■ What you need to do
a) In the memory comparison thread, which standard function does the top-scored answer recommend using together with std::distance?
b) Name each distinct user who posted a comment in the memory comparison thread, counting each person once.

+++ Source extract

Memory comparison (with difference position)

Question

Is there a way to compare two blocks of memory, and know at which point they differ (memcmp() does not meet this requirement)? I wouldn't want to perform costly loops. Thanks in advance.

Regards, Neo_b

see also http://stackoverflow.com/questions/855895/intrinsic-memcmp about per-cpu optimized memcmp implementations. If you know the cpu you could tune one of gcc's __builtin_memcmp() functions to your needs. — mvds, Aug 24 '10 at 22:46
Note that anything you have here is going to be implemented as a loop *somewhere* -- there's no magic way of doing what you want here without one. — Billy ONeal, Aug 25 '10 at 02:11

score 7 · Answer 1 · edited Feb 02 '20 at 00:14

7

std::mismatch will do that for you in conjunction std::distance.

edited Feb 02 '20 at 00:14

jtbandes

115,675
35
233
266

answered Aug 24 '10 at 22:26

Eugen Constantin Dinca

8,994
2
34
51

You assumed he's using STL iterator, and moreover he need to know at which point memory differs. – Doomsday Aug 24 '10 at 22:29
I had std::equal first which was obviously wrong so I've corrected it. Algorithms work very nicely with pointers as well as with (full blown) iterators. – Eugen Constantin Dinca Aug 24 '10 at 22:31
3

@Doomsday: `char*` *is* an iterator type, and `mismatch` does return two iterators pointing to the difference. +1 – Potatoswatter Aug 24 '10 at 23:40
1

@Doomsday: To better clarify what other commenters have said, all of the STL algorithms work with plain pointers, not just iterators. – Billy ONeal Aug 25 '10 at 02:10
Err, my initial comment was on std::equal, not std::mismatch. I'm fine with the mismatch solution. – Doomsday Aug 25 '10 at 10:00
To be nitpicky, the link is to the docs for the sgi `mismatch`, which is *not* `std::mismatch` – Baruch Oct 02 '17 at 08:26

score 2 · Answer 2 · answered Aug 24 '10 at 22:24

2

Compared to whatever else you are doing, a loop is cheap: the big cost will be retrieving the data from ram (or disk!) in the first place.

answered Aug 24 '10 at 22:24

James

24,676
13
84
130

score 2 · Answer 3 · answered Aug 24 '10 at 22:25

2

You can't avoid looping with memory comparison of more than a few bytes. Write the algorithm as you can imagine it. It's simple enough and you might be amazed how well the compiler optimizes code like this.

++++++
+++ Dataset records

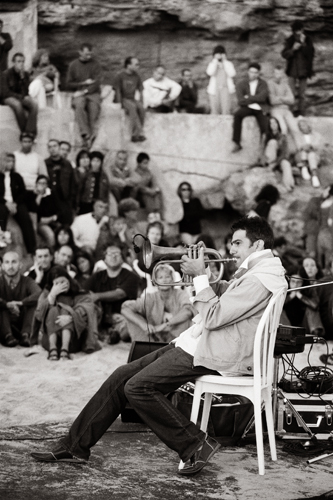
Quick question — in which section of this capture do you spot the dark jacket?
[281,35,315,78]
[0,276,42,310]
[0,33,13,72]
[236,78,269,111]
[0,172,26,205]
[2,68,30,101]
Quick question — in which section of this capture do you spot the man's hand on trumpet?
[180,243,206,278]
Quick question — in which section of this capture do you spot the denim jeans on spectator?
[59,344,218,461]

++++++
+++ Dataset records

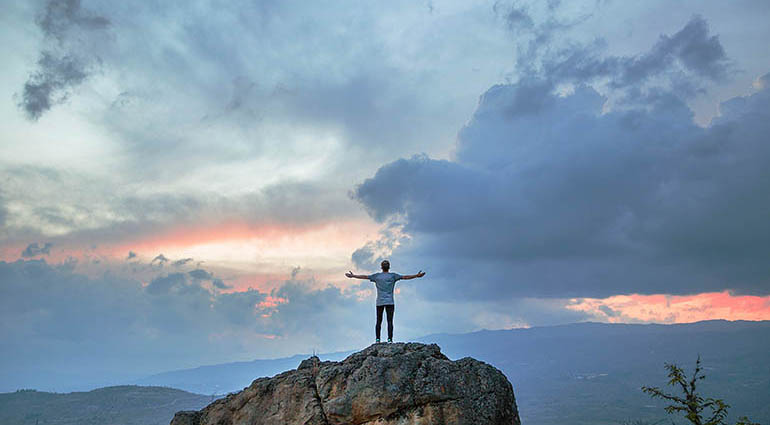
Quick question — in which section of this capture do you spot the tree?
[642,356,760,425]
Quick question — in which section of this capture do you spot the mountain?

++++++

■ Outputs
a) std::mismatch

b)
mvds
Billy ONeal
Doomsday
Eugen Constantin Dinca
Potatoswatter
Baruch